> _Requirements_
Copy every line of the records below word for word, leaving out the pictures.

··· Given entries ···

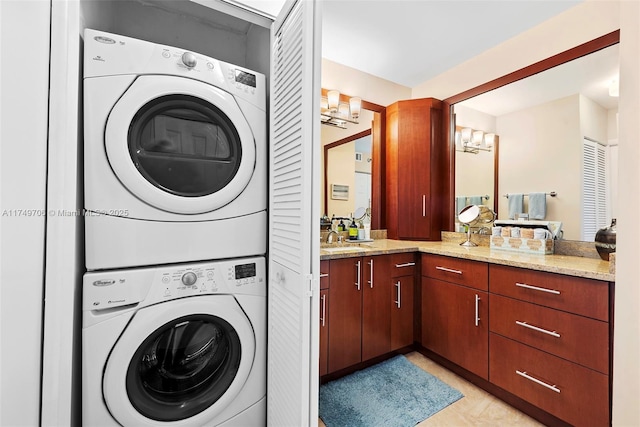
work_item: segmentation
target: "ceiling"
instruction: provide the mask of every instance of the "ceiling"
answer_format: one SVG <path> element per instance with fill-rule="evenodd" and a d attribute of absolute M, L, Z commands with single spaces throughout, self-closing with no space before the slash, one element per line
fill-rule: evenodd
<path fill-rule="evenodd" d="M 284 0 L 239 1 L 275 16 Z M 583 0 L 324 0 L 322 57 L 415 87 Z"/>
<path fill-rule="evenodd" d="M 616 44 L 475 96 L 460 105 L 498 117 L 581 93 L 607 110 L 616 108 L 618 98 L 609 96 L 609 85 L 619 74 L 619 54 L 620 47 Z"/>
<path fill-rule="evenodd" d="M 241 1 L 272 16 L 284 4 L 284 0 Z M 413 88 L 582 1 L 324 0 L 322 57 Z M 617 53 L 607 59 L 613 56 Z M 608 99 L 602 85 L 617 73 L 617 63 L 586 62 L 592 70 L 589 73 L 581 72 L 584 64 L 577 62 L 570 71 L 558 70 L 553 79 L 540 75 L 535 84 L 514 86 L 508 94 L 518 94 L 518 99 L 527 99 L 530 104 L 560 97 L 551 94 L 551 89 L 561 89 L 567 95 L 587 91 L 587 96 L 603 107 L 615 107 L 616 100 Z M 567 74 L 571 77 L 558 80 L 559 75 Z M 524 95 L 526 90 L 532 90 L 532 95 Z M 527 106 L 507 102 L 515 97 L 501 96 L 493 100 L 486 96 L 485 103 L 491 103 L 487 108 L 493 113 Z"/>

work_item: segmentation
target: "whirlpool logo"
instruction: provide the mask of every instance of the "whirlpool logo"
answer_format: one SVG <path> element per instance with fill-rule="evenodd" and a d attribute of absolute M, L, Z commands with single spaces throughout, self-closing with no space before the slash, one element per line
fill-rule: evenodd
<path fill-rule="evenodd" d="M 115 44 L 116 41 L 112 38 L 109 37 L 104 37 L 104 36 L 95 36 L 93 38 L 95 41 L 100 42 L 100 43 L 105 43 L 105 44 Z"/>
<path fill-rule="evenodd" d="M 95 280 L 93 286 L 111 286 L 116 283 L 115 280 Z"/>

···

> _Problem solution_
work_item: segmentation
target: "ceiling"
instruction: provide the mask of every instance of the "ceiling"
answer_format: one SVG <path> element per instance with fill-rule="evenodd" and a d attribute of absolute M, L, Z commands with single spaces throughout, self-closing with no space before the slash, one element per line
fill-rule: evenodd
<path fill-rule="evenodd" d="M 284 0 L 239 1 L 275 16 Z M 583 0 L 324 0 L 322 57 L 415 87 Z"/>
<path fill-rule="evenodd" d="M 616 44 L 475 96 L 460 105 L 498 117 L 581 93 L 607 110 L 616 108 L 618 98 L 609 96 L 609 85 L 619 74 L 619 54 L 620 47 Z"/>
<path fill-rule="evenodd" d="M 241 1 L 272 16 L 284 4 L 284 0 Z M 413 88 L 582 1 L 324 0 L 322 57 Z M 617 53 L 607 59 L 613 56 Z M 608 99 L 602 85 L 617 73 L 617 63 L 586 62 L 592 70 L 589 73 L 581 72 L 584 64 L 577 62 L 570 71 L 558 70 L 553 79 L 540 75 L 535 84 L 514 86 L 508 94 L 518 94 L 518 99 L 527 99 L 530 104 L 560 97 L 551 94 L 551 89 L 561 89 L 567 95 L 587 91 L 587 96 L 603 107 L 615 107 L 616 100 Z M 567 74 L 571 77 L 558 80 L 559 75 Z M 524 95 L 526 90 L 532 90 L 532 95 Z M 527 106 L 507 102 L 515 97 L 501 96 L 493 100 L 486 96 L 485 103 L 491 103 L 487 108 L 493 113 Z"/>

work_item: segmentation
target: "whirlpool logo"
instruction: provide the mask of every instance of the "whirlpool logo"
answer_format: one SVG <path> element per instance with fill-rule="evenodd" and a d attribute of absolute M, L, Z commands with single spaces throughout, self-closing with no space before the slash, one element per line
fill-rule: evenodd
<path fill-rule="evenodd" d="M 115 44 L 116 41 L 112 38 L 109 37 L 104 37 L 104 36 L 95 36 L 93 38 L 95 41 L 100 42 L 100 43 L 105 43 L 105 44 Z"/>
<path fill-rule="evenodd" d="M 95 280 L 93 286 L 111 286 L 116 283 L 115 280 Z"/>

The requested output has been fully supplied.